▶ **Selected passage**
>> start

From Big to Small: Long Island to Rogers
by intern Conor
The goal of these maps is to find a general understanding of the geography of Long Island and the locations within it. The first map will start with Long Island and each consecutive map will be a portion of the last until the final map reveals a very special location associated to the museum.
Map of Long Island - 1974
This map shows the establishment of towns on Long Island as well as some zoomed in important geographical locations. The top right map explains the process of mapping out Long Island and how many people first thought it was a part of the mainland until 1614. Also, the center right picture is of Sag Harbor being burned during the Revolutionary War as punishment for British conducting a raid on Danbury, Connecticut. It is also called the Meigs Raid and saw six loyalists killed, ninety captured, and zero casualties on the American side. During 1777, the British controlled New York and Long Island while the American Continental Army surrounded the city with forces in northern New Jersey and southern Connecticut. As a result, the Long Island Sound was used by both sides a way to attack each other.

>> end

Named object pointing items
>> start

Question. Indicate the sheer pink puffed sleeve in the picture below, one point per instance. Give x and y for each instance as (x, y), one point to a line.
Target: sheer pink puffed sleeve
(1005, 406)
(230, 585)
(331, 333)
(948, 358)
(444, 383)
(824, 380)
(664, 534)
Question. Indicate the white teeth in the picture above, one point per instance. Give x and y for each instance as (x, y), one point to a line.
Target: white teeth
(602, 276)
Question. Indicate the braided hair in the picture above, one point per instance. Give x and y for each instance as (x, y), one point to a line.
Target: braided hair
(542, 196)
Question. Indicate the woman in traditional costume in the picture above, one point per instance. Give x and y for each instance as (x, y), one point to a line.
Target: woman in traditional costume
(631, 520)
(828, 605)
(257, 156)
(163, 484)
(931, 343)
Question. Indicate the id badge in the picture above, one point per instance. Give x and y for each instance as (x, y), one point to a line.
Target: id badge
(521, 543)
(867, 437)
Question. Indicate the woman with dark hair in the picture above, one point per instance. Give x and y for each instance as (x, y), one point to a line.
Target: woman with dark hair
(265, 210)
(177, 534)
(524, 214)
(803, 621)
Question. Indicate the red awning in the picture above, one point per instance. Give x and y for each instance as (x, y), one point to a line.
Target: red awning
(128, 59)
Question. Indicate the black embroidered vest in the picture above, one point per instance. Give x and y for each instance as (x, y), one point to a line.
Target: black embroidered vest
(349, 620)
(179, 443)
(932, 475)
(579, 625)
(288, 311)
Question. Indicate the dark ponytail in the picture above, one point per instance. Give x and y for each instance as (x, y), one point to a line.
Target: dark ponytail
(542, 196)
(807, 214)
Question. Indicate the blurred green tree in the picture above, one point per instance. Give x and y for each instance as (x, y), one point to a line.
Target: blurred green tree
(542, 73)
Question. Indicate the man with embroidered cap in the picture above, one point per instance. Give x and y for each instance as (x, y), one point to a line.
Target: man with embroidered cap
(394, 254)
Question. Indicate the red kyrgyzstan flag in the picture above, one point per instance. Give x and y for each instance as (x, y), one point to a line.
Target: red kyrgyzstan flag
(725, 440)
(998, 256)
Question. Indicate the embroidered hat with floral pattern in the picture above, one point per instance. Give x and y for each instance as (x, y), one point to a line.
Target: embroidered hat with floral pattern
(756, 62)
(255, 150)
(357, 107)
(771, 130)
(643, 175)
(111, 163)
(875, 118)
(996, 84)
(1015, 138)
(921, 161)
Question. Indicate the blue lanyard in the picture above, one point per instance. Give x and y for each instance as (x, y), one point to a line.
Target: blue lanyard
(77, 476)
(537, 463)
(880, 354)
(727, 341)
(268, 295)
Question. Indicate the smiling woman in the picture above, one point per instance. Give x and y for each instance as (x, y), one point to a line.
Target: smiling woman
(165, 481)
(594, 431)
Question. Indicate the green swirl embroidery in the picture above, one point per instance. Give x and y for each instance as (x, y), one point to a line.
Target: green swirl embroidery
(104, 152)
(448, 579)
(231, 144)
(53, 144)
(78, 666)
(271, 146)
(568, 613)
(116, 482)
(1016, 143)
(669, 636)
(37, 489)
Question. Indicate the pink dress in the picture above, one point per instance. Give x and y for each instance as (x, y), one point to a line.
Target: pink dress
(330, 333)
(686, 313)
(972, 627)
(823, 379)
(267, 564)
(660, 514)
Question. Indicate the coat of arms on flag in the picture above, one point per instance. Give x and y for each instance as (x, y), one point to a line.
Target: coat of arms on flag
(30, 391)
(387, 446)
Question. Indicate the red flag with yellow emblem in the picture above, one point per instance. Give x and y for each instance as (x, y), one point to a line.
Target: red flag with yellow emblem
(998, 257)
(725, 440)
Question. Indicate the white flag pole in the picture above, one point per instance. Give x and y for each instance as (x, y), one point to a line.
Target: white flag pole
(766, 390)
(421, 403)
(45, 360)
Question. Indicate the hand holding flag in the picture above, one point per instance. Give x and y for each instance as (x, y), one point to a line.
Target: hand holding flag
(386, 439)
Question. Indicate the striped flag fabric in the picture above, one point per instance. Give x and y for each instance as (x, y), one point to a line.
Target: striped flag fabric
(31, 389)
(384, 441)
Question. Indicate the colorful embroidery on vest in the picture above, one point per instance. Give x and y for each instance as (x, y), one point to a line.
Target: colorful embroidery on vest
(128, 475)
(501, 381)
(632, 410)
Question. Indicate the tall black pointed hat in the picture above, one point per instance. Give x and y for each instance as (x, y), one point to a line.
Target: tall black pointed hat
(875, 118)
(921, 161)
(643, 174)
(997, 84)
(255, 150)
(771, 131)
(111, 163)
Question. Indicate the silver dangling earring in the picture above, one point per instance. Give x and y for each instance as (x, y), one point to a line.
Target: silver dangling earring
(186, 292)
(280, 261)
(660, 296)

>> end

▶ **Aim of the task**
From the Long Island maps text above, reproduce word for word the part that begins with the words containing "Map of Long" and ends with "attack each other.".

▶ **Complete answer**
Map of Long Island - 1974
This map shows the establishment of towns on Long Island as well as some zoomed in important geographical locations. The top right map explains the process of mapping out Long Island and how many people first thought it was a part of the mainland until 1614. Also, the center right picture is of Sag Harbor being burned during the Revolutionary War as punishment for British conducting a raid on Danbury, Connecticut. It is also called the Meigs Raid and saw six loyalists killed, ninety captured, and zero casualties on the American side. During 1777, the British controlled New York and Long Island while the American Continental Army surrounded the city with forces in northern New Jersey and southern Connecticut. As a result, the Long Island Sound was used by both sides a way to attack each other.